Wat wordt gevraagd = Geef uit de tekst over woonvoorzieningen het stuk dat begint met "Losse woonvoorzieningen: voorzieningen" en doorloopt tot en met "in bruikleen verstrekt." woordelijk opnieuw weer.

Te lezen tekst =
┄┄┄┄┄┄

Artikel 12. Woonvoorzieningen

  • 1. Het beoogde resultaat van een woonvoorziening is dat de burger langer zelfstandig kan blijven wonen in de eigen leefomgeving

  • 2. Wij onderscheiden de volgende woonvoorzieningen:

    • a.

      Losse woonvoorzieningen: voorzieningen die niet nagelvast, dus verplaatsbaar zijn (bijvoorbeeld een verrijdbare kanteldouchestoel, een verrijdbare tillift);

    • b.

      Bouwkundige woonvoorzieningen: nagelvaste voorzieningen (bijvoorbeeld een traplift).

  • 3. Woonvoorzieningen worden in bruikleen verstrekt.

Artikel 13. Primaat van de losse woonunit

Indien een bouwkundige woonvoorziening bestaat uit een aanbouw aan of een aanzienlijkeverbouwing van een woning, kan het college een herplaatsbare losse woonunit verstrekken indien ditde goedkoopst adequate oplossing is en daartegen geen bezwaren van overwegende aard bestaan.

Artikel 14. Verhuiskosten

  • 1.

    • Voor de kosten van een verhuizing kan slechts een maatwerkvoorziening worden verstrekt in de vorm van een persoonsgebonden budget.

  • 2. De verstrekking van een persoonsgebonden budget voor verhuiskosten vindt slechts plaats indien sprake is van een acute, niet voorzienbare verhuizing en men niet in staat is geweest hiervoor (voldoende) te reserveren.

┄┄┄┄┄┄

Ruwe gegevens =
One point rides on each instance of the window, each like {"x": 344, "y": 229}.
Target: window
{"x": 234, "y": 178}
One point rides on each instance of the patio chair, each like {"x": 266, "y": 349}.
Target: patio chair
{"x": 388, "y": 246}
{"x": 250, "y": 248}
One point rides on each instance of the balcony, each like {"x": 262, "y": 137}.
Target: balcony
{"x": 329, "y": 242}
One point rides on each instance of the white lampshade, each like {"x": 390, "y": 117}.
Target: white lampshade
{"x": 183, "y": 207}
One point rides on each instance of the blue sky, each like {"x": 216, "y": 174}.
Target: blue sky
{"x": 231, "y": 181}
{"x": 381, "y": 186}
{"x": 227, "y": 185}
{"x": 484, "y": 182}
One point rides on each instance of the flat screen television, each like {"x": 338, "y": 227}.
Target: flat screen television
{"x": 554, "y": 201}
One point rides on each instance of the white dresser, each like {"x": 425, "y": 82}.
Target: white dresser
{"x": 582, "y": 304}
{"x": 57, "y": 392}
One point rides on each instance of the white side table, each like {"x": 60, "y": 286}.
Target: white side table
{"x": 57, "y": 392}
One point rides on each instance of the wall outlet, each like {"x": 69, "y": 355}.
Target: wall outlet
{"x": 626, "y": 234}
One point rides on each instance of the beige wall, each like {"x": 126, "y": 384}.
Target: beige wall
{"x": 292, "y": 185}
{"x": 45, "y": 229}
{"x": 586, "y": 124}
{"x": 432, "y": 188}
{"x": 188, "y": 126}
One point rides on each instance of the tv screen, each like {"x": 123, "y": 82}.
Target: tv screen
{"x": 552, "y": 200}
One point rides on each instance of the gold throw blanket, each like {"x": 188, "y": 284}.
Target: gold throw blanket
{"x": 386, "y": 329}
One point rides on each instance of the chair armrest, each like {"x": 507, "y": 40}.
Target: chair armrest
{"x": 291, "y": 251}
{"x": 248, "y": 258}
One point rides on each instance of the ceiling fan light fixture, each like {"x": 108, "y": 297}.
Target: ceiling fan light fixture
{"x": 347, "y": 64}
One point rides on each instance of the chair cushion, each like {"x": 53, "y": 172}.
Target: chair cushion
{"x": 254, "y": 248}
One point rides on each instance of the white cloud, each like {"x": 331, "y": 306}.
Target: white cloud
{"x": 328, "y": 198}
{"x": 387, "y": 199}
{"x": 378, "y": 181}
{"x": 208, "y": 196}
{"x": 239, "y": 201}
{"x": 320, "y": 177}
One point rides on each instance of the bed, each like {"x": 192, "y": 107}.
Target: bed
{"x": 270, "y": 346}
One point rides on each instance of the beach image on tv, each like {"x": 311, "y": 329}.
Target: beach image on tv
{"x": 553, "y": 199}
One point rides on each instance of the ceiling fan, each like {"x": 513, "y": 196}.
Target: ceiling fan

┄┄┄┄┄┄

Uitgewerkte oplossing =
Losse woonvoorzieningen: voorzieningen die niet nagelvast, dus verplaatsbaar zijn (bijvoorbeeld een verrijdbare kanteldouchestoel, een verrijdbare tillift);

    • b.

      Bouwkundige woonvoorzieningen: nagelvaste voorzieningen (bijvoorbeeld een traplift).

  • 3. Woonvoorzieningen worden in bruikleen verstrekt.